[Start of Attachment]
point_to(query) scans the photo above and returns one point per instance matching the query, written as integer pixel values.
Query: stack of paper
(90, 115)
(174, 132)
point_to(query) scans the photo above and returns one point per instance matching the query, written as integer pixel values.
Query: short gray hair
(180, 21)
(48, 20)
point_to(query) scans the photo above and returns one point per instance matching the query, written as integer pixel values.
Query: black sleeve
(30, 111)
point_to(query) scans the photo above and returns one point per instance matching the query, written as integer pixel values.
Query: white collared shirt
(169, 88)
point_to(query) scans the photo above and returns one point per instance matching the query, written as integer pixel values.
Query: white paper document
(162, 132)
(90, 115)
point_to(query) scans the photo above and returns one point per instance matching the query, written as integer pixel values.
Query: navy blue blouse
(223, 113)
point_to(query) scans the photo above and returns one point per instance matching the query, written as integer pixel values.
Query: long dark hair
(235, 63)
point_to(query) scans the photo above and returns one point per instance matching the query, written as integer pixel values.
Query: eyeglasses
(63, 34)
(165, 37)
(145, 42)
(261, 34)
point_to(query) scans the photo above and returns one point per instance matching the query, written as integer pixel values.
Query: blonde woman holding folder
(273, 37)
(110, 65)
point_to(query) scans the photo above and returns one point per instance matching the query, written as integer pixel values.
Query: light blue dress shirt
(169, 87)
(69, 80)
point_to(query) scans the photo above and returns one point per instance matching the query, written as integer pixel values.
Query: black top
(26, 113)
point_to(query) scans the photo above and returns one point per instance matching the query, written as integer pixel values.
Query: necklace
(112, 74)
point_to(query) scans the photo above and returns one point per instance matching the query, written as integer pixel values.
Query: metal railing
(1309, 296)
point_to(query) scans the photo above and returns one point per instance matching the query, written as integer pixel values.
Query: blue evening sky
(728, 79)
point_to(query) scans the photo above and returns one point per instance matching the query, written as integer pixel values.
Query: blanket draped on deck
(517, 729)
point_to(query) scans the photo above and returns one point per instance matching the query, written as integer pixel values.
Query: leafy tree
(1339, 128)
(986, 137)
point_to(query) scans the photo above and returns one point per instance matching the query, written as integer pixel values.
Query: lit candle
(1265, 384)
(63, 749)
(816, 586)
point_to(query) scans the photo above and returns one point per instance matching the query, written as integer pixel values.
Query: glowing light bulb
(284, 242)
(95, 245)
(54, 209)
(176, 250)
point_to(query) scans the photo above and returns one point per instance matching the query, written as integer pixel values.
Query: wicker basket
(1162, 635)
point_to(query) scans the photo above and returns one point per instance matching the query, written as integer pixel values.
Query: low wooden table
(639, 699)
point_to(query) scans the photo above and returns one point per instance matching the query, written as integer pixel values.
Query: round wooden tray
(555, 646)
[End of Attachment]
**Exercise description**
The whole listing above needs to be transcribed exactly.

**Solution to this problem**
point_to(query) scans the photo above and returns one point per instance matching the query, written as integer pixel values.
Query: stack of paper
(90, 115)
(174, 132)
point_to(query) scans the photo above and returns one point per instance matching the query, written as integer pixel values.
Query: short gray hair
(180, 21)
(48, 20)
point_to(query) scans the photo above and returns one point per instance matching the query, written as integer pixel values.
Query: black sleeve
(30, 111)
point_to(query) scans the photo above and returns one point per instance matching the query, written as integer pixel values.
Query: white collared shirt
(169, 88)
point_to(query) scans the photo above and returns one point per instance matching the query, written as integer pixel values.
Query: white paper document
(162, 132)
(90, 115)
point_to(query) scans the photo above and returns one point per instance matching the query, written as integer pixel values.
Query: navy blue blouse
(223, 113)
point_to(query) scans the photo above and returns one point per instance matching the query, written as integer pixel values.
Query: long dark hair
(235, 63)
point_to(query) scans the photo above and returns one point per instance matching the query, written as integer pixel values.
Query: eyeglasses
(63, 34)
(165, 37)
(145, 42)
(261, 34)
point_to(query) scans the photo above and returns one point per instance matching the query, written as integer pixel values.
Query: blonde woman holding folder
(273, 37)
(110, 65)
point_to(query) scans the photo above and returns one point per instance matching the query, written as integer pixel values.
Query: light blue dress shirt
(169, 87)
(69, 80)
point_to(query) scans the photo above and returns one point per instance matching the query, written as integer pixel values.
Query: black top
(26, 113)
point_to(query) scans the photo above and returns one point per instance matching the query, written as integer pixel values.
Query: necklace
(112, 74)
point_to(query) scans the photo above and returns one point per instance matching the query, written as integer pixel values.
Query: metal railing
(1309, 296)
point_to(query) scans the photo above and returns one point per instance matching the query, written as integer pixel values.
Query: blue evening sky
(728, 79)
point_to(query) scans the photo above and returns one point per instance matching the query, written as integer pixel values.
Query: blanket draped on deck
(517, 729)
point_to(query) scans the photo above and returns one point per instance matching the query, written as integer pixel values.
Query: leafy tree
(1339, 128)
(986, 137)
point_to(query) scans the photo above and returns one point per instance matching the query, written as integer pixel values.
Query: lit candle
(1265, 384)
(63, 749)
(816, 586)
point_to(query) scans the photo above and returns one point per instance matching the query, written as integer pixel values.
Query: glowing light bulb
(284, 242)
(95, 245)
(54, 209)
(176, 250)
point_to(query) scans the photo above and returns one point per instance matching the query, written as integer pixel values.
Query: wicker basket
(1162, 635)
point_to(query) scans the photo above and returns one point per instance matching the query, written as integer pixel values.
Query: low wooden table
(639, 699)
point_to(query) scans the photo above and returns one point per instance matching the query, written as integer pixel values.
Query: round wooden tray
(555, 646)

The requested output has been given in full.